Start of DOCUMENT SEGMENT
Diet Drugs Might Make Mosquitoes Stop Thirsting For Our Blood

Diet Drugs Might Make Mosquitoes Stop Thirsting For Our Blood

Losing weight is definitely tough. So tough, in fact, that scientists have tried to whip up drugs that trick us into feeling full and suppress our appetite. But these concoctions might not just work in people, suggest the authors of a new study out Thursday in Cell. T

hey found that some of these same drugs could also be used to keep mosquitoes from feeding on our blood and spreading diseases like malaria, dengue, and Zika virus.

Study author Leslie B. Vosshall and her team at the Rockefeller University in New York came up with what she plainly admits was an unconventional theory.

“The field has known for a long time that after mosquitoes take a huge blood meal, they lose their appetite for humans, for up to four days. And we were really fascinated to figure out how that happens, and if we could find some way to do that artificially,” she told Gizmodo.

The team theorised that since hunger is such a fundamental part of life, evolutionarily speaking, existing diet drugs that affect certain molecular pathways in the human body could have similar effects on mosquitoes—particularly the female mosquitoes that actually feed on our blood.

“It’s a totally crazy idea. But it was just kind of a leap of faith,” she said.

They zeroed in on a pathway related to neuropeptide Y (NPY), a protein that has been closely studied for its likely role in weight gain and obesity in people. Though we’re still not sure exactly how, scientists think that NPY helps regulate our sense of feeling full and other feeding behaviours.

To test their theory, the researchers fed Aedes aegypti mosquitoes (a species capable of spreading many mosquito-borne diseases, including Zika) experimental human drugs that target a specific receptor of NPY in people, called Y2.

The researchers suspected the drugs, which bind with human NPY receptors to either decrease or increase appetite, would have a similar effect on NPY-like receptors found in mosquitoes.

As they hoped, the diet drug-fed mosquitoes no longer wanted to seek out new hosts for a few days, similar to what happens after they have a blood meal. After further study, the researchers found that these drugs were likely affecting an unique NPY-like receptor called NPYLR7 in the mosquitoes. To be sure, they bred mosquitoes without the functioning NPYLR7 receptor and fed them the drugs again; this time, their loss of appetite was much less apparent.

Important as the experiments with the human drugs were, Vosshall said, they were only the start.

“The whole goal was to find drugs that do not work in people. So that if we dosed up mosquitoes with drugs that worked on them, it wouldn’t accidentally affect people. If, for instance, someone went up to a feeding station and drank the drug,” she explained.
End of DOCUMENT SEGMENT
- ACTION ITEM A -
Transcribe the passage of the article on diet drugs and mosquito appetite starting with "They zeroed in" and going on through "other feeding behaviours.".
- ACTION ITEM B -
Go on with the article about diet drugs that curb mosquitoes' appetite for blood, picking up after its last sentence.
Start of DATA SECTION
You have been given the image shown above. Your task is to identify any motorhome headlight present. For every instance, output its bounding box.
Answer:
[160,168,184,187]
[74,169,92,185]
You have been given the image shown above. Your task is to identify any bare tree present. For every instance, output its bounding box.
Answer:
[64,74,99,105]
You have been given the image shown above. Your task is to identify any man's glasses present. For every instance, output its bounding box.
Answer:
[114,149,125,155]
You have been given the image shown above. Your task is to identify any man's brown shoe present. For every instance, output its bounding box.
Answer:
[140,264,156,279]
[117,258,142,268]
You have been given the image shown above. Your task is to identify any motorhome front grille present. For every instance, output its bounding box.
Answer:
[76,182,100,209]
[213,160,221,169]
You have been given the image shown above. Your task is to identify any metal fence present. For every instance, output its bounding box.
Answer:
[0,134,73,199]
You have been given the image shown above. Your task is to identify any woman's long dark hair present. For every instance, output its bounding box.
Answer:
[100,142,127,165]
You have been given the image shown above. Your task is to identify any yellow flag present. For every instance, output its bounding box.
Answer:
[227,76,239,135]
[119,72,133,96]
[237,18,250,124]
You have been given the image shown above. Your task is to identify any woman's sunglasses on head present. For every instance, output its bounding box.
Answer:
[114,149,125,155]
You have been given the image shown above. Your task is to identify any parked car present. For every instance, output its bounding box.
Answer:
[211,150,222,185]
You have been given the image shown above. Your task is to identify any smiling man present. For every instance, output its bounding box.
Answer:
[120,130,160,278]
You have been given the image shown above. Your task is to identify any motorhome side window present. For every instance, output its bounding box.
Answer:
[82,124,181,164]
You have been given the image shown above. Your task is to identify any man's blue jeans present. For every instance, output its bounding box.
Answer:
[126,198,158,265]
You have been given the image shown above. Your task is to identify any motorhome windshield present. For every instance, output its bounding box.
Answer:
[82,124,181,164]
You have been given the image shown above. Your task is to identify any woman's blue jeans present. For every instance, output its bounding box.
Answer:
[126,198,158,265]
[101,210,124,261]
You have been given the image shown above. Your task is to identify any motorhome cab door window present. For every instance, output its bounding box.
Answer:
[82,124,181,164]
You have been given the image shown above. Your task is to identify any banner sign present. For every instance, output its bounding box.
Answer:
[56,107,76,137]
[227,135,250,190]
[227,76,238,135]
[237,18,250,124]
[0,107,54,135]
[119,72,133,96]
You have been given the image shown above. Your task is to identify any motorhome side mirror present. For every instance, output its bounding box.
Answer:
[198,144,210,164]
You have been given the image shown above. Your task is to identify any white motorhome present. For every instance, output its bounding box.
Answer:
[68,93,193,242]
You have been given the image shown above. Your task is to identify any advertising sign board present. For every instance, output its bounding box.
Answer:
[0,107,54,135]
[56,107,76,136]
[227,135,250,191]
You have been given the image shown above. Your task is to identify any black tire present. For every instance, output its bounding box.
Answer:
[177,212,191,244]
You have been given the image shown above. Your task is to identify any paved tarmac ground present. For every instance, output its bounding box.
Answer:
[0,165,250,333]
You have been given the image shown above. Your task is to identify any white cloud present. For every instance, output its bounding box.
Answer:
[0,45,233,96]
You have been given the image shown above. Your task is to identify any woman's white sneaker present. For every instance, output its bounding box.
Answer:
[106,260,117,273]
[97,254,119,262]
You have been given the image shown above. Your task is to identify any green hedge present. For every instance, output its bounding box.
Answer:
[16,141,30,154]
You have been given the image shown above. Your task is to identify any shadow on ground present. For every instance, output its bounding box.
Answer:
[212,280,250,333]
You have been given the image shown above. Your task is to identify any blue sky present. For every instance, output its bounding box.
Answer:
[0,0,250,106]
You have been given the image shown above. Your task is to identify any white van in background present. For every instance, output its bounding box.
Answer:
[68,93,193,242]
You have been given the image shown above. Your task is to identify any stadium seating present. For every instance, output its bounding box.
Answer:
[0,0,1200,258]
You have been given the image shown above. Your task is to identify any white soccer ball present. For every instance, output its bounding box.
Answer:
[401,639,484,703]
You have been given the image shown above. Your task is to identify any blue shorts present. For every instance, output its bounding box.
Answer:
End of DATA SECTION
- ANSWER SECTION A -
They zeroed in on a pathway related to neuropeptide Y (NPY), a protein that has been closely studied for its likely role in weight gain and obesity in people. Though we’re still not sure exactly how, scientists think that NPY helps regulate our sense of feeling full and other feeding behaviours.

- ANSWER SECTION B -
So the team next scoured through hundreds of thousands of molecules that could interact with NPYLR7 but not any other human or mosquito receptors, ultimately settling on one compound. This compound, as with the earlier experiments, seemed capable of suppressing the skeeters’ will to bite and feed (it also didn’t work on the NPYLR7-free mosquitoes, as before).

“We found a single drug, and a single gene in the mosquito that, if you activate the protein that comes from that gene, can turn off their appetite for two or three days,” Vosshall said. “That’s really important, because for those two or three days, out in the field, you would reduce the number of people infected with Zika, dengue, chikungunya, all of those awful diseases.”

This team isn’t the only one trying to develop novel, pesticide-free ways to tackle mosquito-borne diseases. Scientists elsewhere are developing more aggressive methods that send out sterilized male mosquitoes into the wild, effectively dooming a local population to extinction. But Vosshall’s method, if refined, would be less likely to disturb entire ecosystems — possibly alleviating a key concern some scientists have had about the sterilization plan. The diet method could also be used alongside other mosquito control techniques to boost their combined success rate.

“No single approach has ever worked and will ever work by itself. So we view our idea as a method of behavioural control that can integrate with the other ideas floating around, whether it’s insecticides or GMO mosquitoes,” she said. “But anyone claiming that their technology is going to eradicate mosquitoes — it’s just not going to work that way. Nature is just much too smart.”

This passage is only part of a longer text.